Dataset rows showing where objects appear

┌──

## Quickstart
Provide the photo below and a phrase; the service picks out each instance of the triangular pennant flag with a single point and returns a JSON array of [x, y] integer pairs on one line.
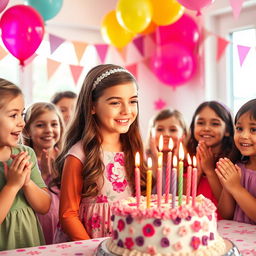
[[221, 46], [122, 52], [76, 72], [55, 42], [236, 7], [52, 66], [79, 49], [133, 69], [242, 52], [102, 51], [3, 52], [30, 59], [139, 43]]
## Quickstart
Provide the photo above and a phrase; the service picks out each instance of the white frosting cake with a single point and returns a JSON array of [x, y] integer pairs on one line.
[[165, 231]]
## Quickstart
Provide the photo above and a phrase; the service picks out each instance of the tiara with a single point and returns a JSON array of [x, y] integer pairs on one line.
[[108, 73]]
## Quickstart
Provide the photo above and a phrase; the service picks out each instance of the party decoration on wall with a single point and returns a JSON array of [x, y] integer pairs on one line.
[[47, 8], [236, 7], [166, 12], [134, 15], [55, 42], [113, 33], [76, 72], [185, 31], [221, 47], [159, 104], [195, 5], [102, 50], [173, 64], [3, 4], [22, 31], [242, 53]]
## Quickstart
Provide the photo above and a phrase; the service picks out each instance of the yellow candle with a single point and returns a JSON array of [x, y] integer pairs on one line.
[[149, 182]]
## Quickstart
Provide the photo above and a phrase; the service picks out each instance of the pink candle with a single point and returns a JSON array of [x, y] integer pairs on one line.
[[168, 170], [159, 180], [174, 181], [137, 178], [194, 182], [188, 185]]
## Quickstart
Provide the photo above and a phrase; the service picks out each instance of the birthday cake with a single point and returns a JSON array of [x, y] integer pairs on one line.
[[165, 231]]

└──

### SHORT TASK
Reproduce these records line for line, leaving out the picture.

### IN RESPONSE
## Quickstart
Provide the photo below and a phrase; the service picks out each instance of the triangular pennant flag with a single point and returns a JSON array of [x, y] integer pairs on one line.
[[221, 46], [122, 52], [76, 72], [55, 42], [236, 7], [52, 66], [79, 49], [133, 69], [242, 52], [102, 51], [3, 52], [30, 59], [139, 43]]
## Quickstart
Provide the photo above and a phrase; the service picks out each instance of the white frosting cake with a single point and returns a JSON array of [x, y] integer pairs on one line.
[[165, 231]]
## Quickstart
Provide the photo above and a phrase; the service picks out each instance of the tiara with a single point and returns a JSON array of [x, y] integer pairs on one line.
[[108, 73]]
## Quickstart
Provide the photo above and a phrase; the service picks out each instance of the party decoration on wall with a single point and returns a JSON array of [x, y] integer pairs on one line.
[[47, 8], [236, 7], [166, 12], [134, 15], [55, 42], [113, 33], [76, 72], [185, 31], [221, 47], [159, 104], [195, 5], [102, 50], [173, 64], [3, 4], [22, 31], [242, 53]]
## Quickstart
Provide the photo above and a phrase; the service picks out each instance of the yellow candle with a single point and returns a JSON array of [x, y] integer pairs on one line.
[[149, 182]]
## Quickstart
Provide the photo above and a phrase; the service picks out each instance of the pink candle with a single point and returns a JSON array of [x, y] integer pairs on one line.
[[168, 170], [159, 180], [174, 181], [137, 178], [194, 182], [188, 185]]
## Quickstart
Provide the photo above and a phrase; the service picks out each instance of the birthday cake with a single point and returns a JSON array of [x, y] integer pairs on one line.
[[165, 231]]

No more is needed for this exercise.